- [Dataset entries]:
>> begin

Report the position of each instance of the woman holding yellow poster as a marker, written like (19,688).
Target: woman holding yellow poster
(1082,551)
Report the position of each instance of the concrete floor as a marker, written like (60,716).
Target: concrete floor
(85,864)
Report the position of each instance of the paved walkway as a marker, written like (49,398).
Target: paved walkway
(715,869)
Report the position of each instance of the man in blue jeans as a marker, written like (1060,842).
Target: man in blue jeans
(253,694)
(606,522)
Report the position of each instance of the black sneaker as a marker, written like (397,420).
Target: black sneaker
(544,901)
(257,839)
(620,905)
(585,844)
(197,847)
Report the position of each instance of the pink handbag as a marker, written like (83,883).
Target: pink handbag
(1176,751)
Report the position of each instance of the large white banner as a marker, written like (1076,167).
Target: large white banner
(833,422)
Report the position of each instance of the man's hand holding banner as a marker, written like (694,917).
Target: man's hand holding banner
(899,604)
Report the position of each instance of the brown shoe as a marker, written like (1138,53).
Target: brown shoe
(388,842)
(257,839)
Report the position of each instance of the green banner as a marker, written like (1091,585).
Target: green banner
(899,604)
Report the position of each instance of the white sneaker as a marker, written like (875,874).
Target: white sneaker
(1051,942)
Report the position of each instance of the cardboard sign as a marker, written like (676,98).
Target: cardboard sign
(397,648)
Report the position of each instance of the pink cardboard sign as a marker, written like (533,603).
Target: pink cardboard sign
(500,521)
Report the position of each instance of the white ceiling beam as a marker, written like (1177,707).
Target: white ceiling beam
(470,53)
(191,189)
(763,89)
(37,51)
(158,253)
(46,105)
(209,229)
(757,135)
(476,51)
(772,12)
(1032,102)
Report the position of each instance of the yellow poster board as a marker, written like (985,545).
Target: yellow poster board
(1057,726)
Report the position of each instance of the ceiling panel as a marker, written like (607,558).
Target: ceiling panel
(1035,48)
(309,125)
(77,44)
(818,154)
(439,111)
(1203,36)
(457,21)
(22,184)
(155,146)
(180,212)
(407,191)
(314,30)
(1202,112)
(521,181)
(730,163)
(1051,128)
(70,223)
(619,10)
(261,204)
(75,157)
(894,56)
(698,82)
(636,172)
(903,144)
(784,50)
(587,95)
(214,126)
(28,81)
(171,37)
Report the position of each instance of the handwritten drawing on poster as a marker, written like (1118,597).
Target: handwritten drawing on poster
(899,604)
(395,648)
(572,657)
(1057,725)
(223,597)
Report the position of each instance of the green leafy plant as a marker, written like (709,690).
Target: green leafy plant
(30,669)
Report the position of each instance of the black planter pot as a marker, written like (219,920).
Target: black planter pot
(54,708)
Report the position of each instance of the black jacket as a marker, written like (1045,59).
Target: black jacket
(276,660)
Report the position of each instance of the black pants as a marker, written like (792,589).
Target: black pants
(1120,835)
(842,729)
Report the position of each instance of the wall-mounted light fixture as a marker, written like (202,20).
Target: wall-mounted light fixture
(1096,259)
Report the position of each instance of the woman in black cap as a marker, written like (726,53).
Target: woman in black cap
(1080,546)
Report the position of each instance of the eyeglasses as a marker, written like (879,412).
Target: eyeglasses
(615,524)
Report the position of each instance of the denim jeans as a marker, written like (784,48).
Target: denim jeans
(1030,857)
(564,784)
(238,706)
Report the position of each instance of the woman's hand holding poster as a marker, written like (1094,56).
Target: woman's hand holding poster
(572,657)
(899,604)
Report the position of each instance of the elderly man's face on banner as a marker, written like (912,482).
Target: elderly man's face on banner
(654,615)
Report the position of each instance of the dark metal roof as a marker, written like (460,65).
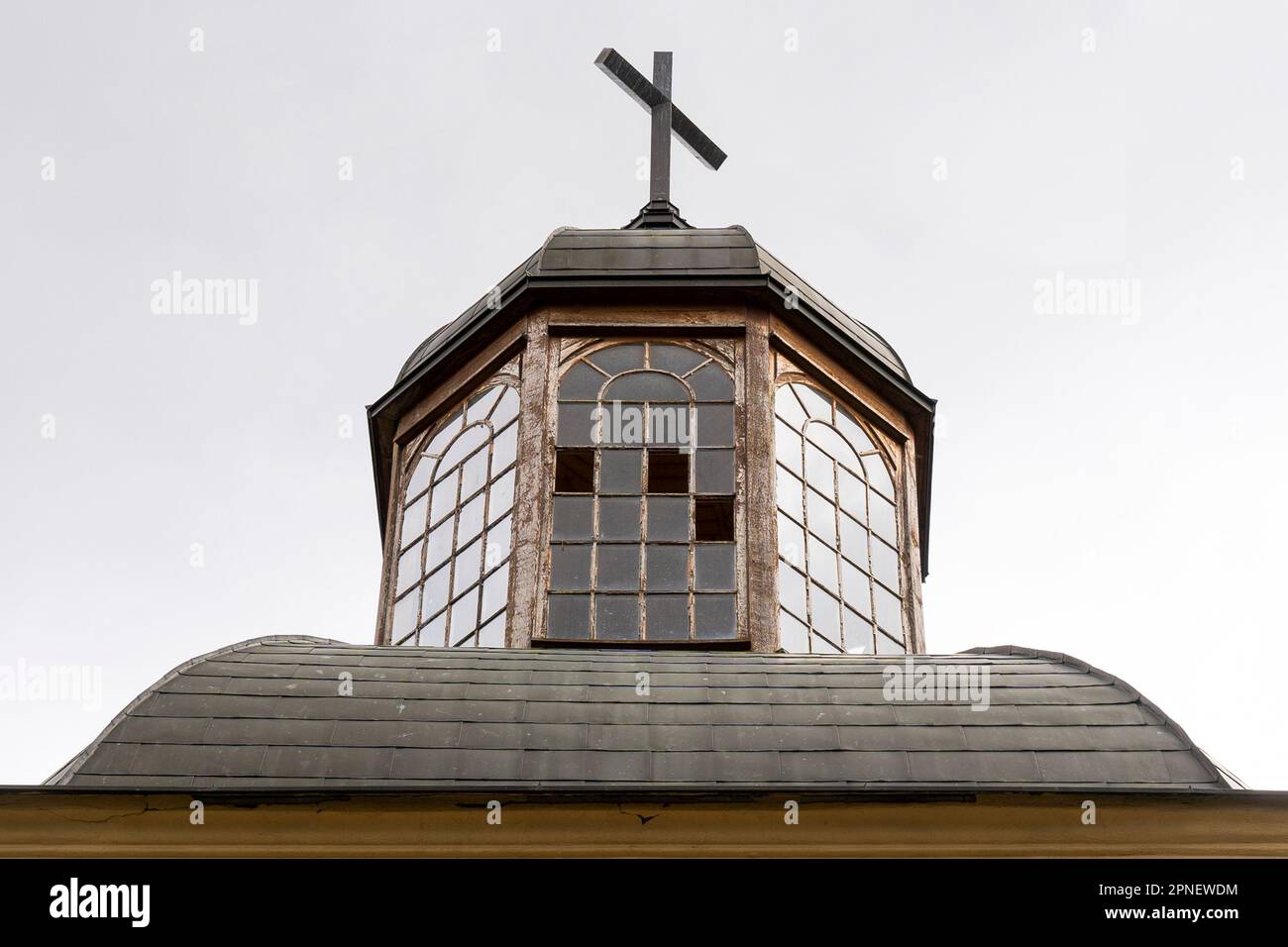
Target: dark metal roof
(677,257)
(267,714)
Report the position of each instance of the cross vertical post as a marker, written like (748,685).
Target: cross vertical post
(660,158)
(665,120)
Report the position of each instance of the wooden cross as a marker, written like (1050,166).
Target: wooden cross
(668,119)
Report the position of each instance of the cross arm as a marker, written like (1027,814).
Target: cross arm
(648,95)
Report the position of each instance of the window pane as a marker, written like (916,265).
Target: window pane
(496,591)
(713,566)
(712,617)
(888,646)
(712,519)
(858,634)
(434,633)
(619,518)
(822,514)
(404,616)
(478,407)
(668,471)
(669,518)
(822,565)
(715,472)
(617,617)
(471,522)
(791,589)
(855,434)
(497,544)
(715,425)
(468,567)
(575,471)
(789,407)
(818,407)
(791,541)
(645,385)
(854,543)
(879,474)
(464,615)
(503,446)
(506,408)
(568,616)
(436,591)
(824,612)
(464,446)
(576,424)
(617,359)
(492,635)
(408,569)
(570,567)
(581,382)
(885,564)
(793,637)
(618,569)
(668,567)
(889,615)
(439,544)
(853,493)
(831,444)
(787,446)
(413,521)
(883,517)
(438,444)
(818,470)
(711,382)
(855,589)
(443,499)
(500,496)
(574,517)
(420,475)
(789,493)
(666,617)
(619,471)
(674,359)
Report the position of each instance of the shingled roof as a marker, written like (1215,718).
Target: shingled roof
(267,714)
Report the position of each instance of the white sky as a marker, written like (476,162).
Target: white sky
(1108,489)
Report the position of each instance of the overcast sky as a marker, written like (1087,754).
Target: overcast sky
(1107,483)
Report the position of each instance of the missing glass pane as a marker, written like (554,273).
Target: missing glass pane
(668,569)
(668,471)
(570,567)
(575,471)
(666,617)
(617,617)
(712,519)
(712,617)
(568,616)
(669,518)
(713,472)
(712,566)
(618,567)
(619,471)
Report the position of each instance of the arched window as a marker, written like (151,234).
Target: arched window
(642,536)
(452,573)
(838,579)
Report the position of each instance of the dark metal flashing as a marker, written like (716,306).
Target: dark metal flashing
(266,714)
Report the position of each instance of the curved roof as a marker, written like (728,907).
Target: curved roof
(690,257)
(267,712)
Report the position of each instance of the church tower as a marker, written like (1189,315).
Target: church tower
(657,437)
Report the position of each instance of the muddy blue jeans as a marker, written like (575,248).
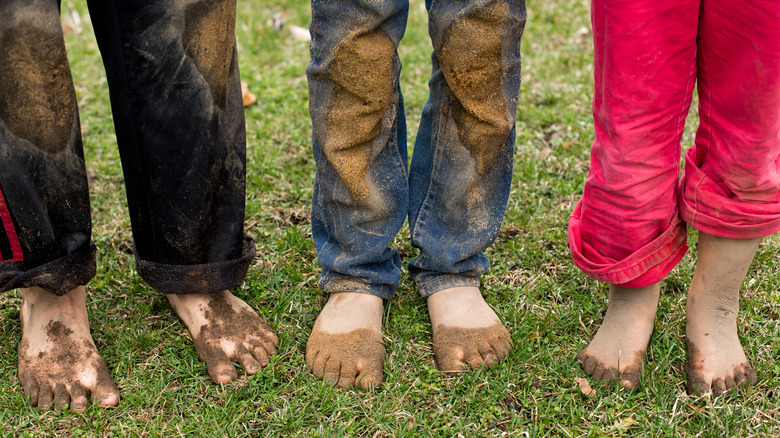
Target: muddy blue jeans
(456,189)
(176,101)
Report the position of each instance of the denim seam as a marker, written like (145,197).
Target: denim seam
(420,220)
(444,278)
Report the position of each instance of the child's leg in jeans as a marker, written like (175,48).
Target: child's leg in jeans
(360,191)
(716,360)
(461,173)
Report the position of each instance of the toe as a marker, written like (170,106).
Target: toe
(739,376)
(261,355)
(45,397)
(219,367)
(30,386)
(489,356)
(78,398)
(332,370)
(347,375)
(248,361)
(501,348)
(729,382)
(369,378)
(750,374)
(718,386)
(61,398)
(697,385)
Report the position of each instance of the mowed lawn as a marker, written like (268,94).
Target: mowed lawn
(550,307)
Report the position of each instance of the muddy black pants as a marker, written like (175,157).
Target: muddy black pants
(177,108)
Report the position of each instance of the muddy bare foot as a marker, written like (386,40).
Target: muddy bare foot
(716,361)
(345,346)
(59,366)
(617,351)
(466,331)
(225,330)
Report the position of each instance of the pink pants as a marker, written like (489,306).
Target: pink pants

>> end

- [PROBLEM REQUIREMENTS]: Every record above should be written out again without change, except that the pictures are left out.

- [TASK RESULT]:
Report the position of each instance of the woman holding yellow poster as a marker, written like (19,688).
Target: woman holding yellow poster
(1082,551)
Report the position of each instance of the concrete floor as a marker, written like (60,716).
Target: concrete floor
(85,864)
Report the position of each instance of the paved walkway as a marker, written like (49,398).
Target: paved walkway
(715,869)
Report the position of each instance of the man in blue jeans as a marker, written like (1060,842).
Target: man in blue jeans
(253,694)
(606,522)
Report the position of each instance of the black sneaker as a marker, written like (397,420).
Target: black sneaker
(544,901)
(257,839)
(620,905)
(585,844)
(197,847)
Report the position of each instance of the pink handbag as a marker, written like (83,883).
Target: pink handbag
(1176,751)
Report the position of each instance of the large white banner as a marker, written like (1076,167).
Target: large white banner
(833,422)
Report the position of each instance of the man's hand holding banner as a marker, written like (694,917).
Target: man's hand holding banner
(899,604)
Report the position of each instance of the brown shoe as a marker, written like (1138,53).
Target: brown shoe
(388,842)
(257,839)
Report the position of each instance of the green banner as a marker, written like (1091,585).
Target: green banner
(899,604)
Report the position of each instance of the white sneaker as a marker, written like (875,874).
Target: white sneaker
(1051,942)
Report the position of each instance of the cardboard sign as a marker, written like (676,98).
Target: cardboard sign
(397,648)
Report the position of each instance of the pink cardboard sign as a marker, written like (533,603).
Target: pink cardboard sign
(500,521)
Report the position of each instance of the white ceiling beam as a marker, written like (1177,707).
Target: white ceiling beam
(470,53)
(191,189)
(763,89)
(37,51)
(158,253)
(46,105)
(209,229)
(757,135)
(476,51)
(772,12)
(1032,102)
Report the position of each instance of the yellow poster board as a marker, written like (985,545).
Target: yellow poster board
(1057,726)
Report the position of each instance of the ceiling panel as a marker, written like (607,558).
Target: ceiling panel
(1035,48)
(309,125)
(77,44)
(818,154)
(439,111)
(1203,36)
(457,21)
(22,184)
(155,146)
(180,212)
(407,191)
(314,30)
(1202,112)
(521,181)
(730,163)
(1051,128)
(70,223)
(619,10)
(261,204)
(75,157)
(894,56)
(698,82)
(636,172)
(903,144)
(784,50)
(587,95)
(214,126)
(28,81)
(171,37)
Report the position of each instance of the handwritten drawing on poster as a marker, written like (1118,597).
Target: handwritten drawing on poster
(899,604)
(395,648)
(572,657)
(1057,725)
(223,597)
Report the position of each instance of the green leafy plant as a marker, written like (709,690).
Target: green leafy plant
(30,669)
Report the position of each instance of the black planter pot as a marker, written like (219,920).
Target: black planter pot
(54,708)
Report the position of each instance of the black jacket as a marker, written like (1045,59).
Target: black jacket
(276,660)
Report the position of each instance of the black pants as a marker, written like (792,589).
Target: black pants
(1120,835)
(842,729)
Report the position of each instance of the wall-mounted light fixture as a marker, written like (202,20).
Target: wall-mounted light fixture
(1096,259)
Report the position of each instance of the woman in black cap as a marker, written like (726,53).
Target: woman in black cap
(1080,546)
Report the position of each instance of the eyeglasses as a marker, written like (879,412).
Target: eyeglasses
(615,524)
Report the position of each instance of the denim jeans as a marker, written like (784,48).
Target: denim jeans
(1030,857)
(564,784)
(238,706)
Report the position of each instance of the woman's hand holding poster as a marker, written like (1094,56).
Target: woman's hand holding poster
(572,657)
(899,604)
Report the position of each instance of the elderly man's face on banner as a marker, written like (912,482).
Target: elderly man's face on banner
(654,615)
Report the position of each instance of the dark metal roof as a marker, written like (460,65).
Target: dark metal roof
(677,257)
(267,714)
Report the position of each instance of the cross vertical post as a marker, written like (748,685).
Target: cross vertical post
(660,158)
(665,120)
Report the position of each instance of the wooden cross as a marker, written like (1050,166).
Target: wooden cross
(668,119)
Report the position of each instance of the cross arm as a marker, written like (1027,814).
Target: cross arm
(648,95)
Report the position of each instance of the window pane as a marker, written like (916,265).
Target: window pane
(496,591)
(713,566)
(712,617)
(888,646)
(712,519)
(858,634)
(434,633)
(619,518)
(822,514)
(404,616)
(478,407)
(668,471)
(669,518)
(822,565)
(715,472)
(617,617)
(471,522)
(791,589)
(855,434)
(497,544)
(715,425)
(468,567)
(575,471)
(789,407)
(818,407)
(791,541)
(645,385)
(854,543)
(879,474)
(464,615)
(503,446)
(506,408)
(568,616)
(436,591)
(824,612)
(464,446)
(576,424)
(617,359)
(492,635)
(408,569)
(570,567)
(581,382)
(885,564)
(793,637)
(618,569)
(668,567)
(889,615)
(439,544)
(853,493)
(831,444)
(787,446)
(413,521)
(883,517)
(438,444)
(818,470)
(711,382)
(855,589)
(443,499)
(500,496)
(574,517)
(420,475)
(789,493)
(666,617)
(619,471)
(674,359)
Report the position of each instance of the shingled roof as a marker, written like (1215,718).
Target: shingled roof
(267,714)
Report the position of each instance of the white sky as a marker, written like (476,162).
Target: white sky
(1108,489)
Report the position of each instance of the overcast sky as a marker, written like (1087,754).
Target: overcast sky
(1107,483)
Report the position of each instance of the missing glass pane as a marker, written like (554,273).
Target: missing glass pane
(668,569)
(668,471)
(570,567)
(575,471)
(666,617)
(617,617)
(712,519)
(712,617)
(568,616)
(669,518)
(713,472)
(712,566)
(618,567)
(619,471)
Report the position of each instance of the arched window as a marker, written like (151,234).
Target: arched window
(642,536)
(452,573)
(838,579)
Report the position of each instance of the dark metal flashing as a marker, written like (716,306).
Target: dark metal flashing
(266,714)
Report the position of each instance of the curved roof as a marker, written like (728,907).
Target: curved roof
(690,257)
(267,712)
Report the position of each instance of the church tower as a marker, written like (1189,315).
Target: church tower
(657,437)
Report the position of each instance of the muddy blue jeans as a marker, written like (575,248).
Target: muddy blue jeans
(456,189)
(176,101)
Report the position of each instance of the denim seam as a marker, written like (145,197).
Target: denim seam
(420,220)
(444,278)
Report the position of each instance of the child's leg in jeans as a marker, written like (175,48).
Target: child's leg in jeans
(360,191)
(716,360)
(461,173)
Report the position of each instance of the toe as a marker, written like (170,106).
Target: toe
(739,376)
(261,355)
(45,397)
(219,367)
(30,386)
(489,356)
(78,398)
(332,370)
(347,375)
(248,361)
(501,348)
(729,382)
(369,378)
(750,374)
(718,386)
(61,398)
(697,385)
Report the position of each instance of the mowed lawn as a marker, written like (268,94).
Target: mowed lawn
(550,307)
Report the position of each instance of the muddy black pants as a marker, written like (175,157).
Target: muddy black pants
(177,108)
Report the position of each instance of the muddy bare foot as a marker, written like (386,40).
Target: muddy bare foot
(716,361)
(345,346)
(59,366)
(617,351)
(466,331)
(225,330)
Report the position of each instance of the pink pants as a marker, written like (489,306).
Target: pink pants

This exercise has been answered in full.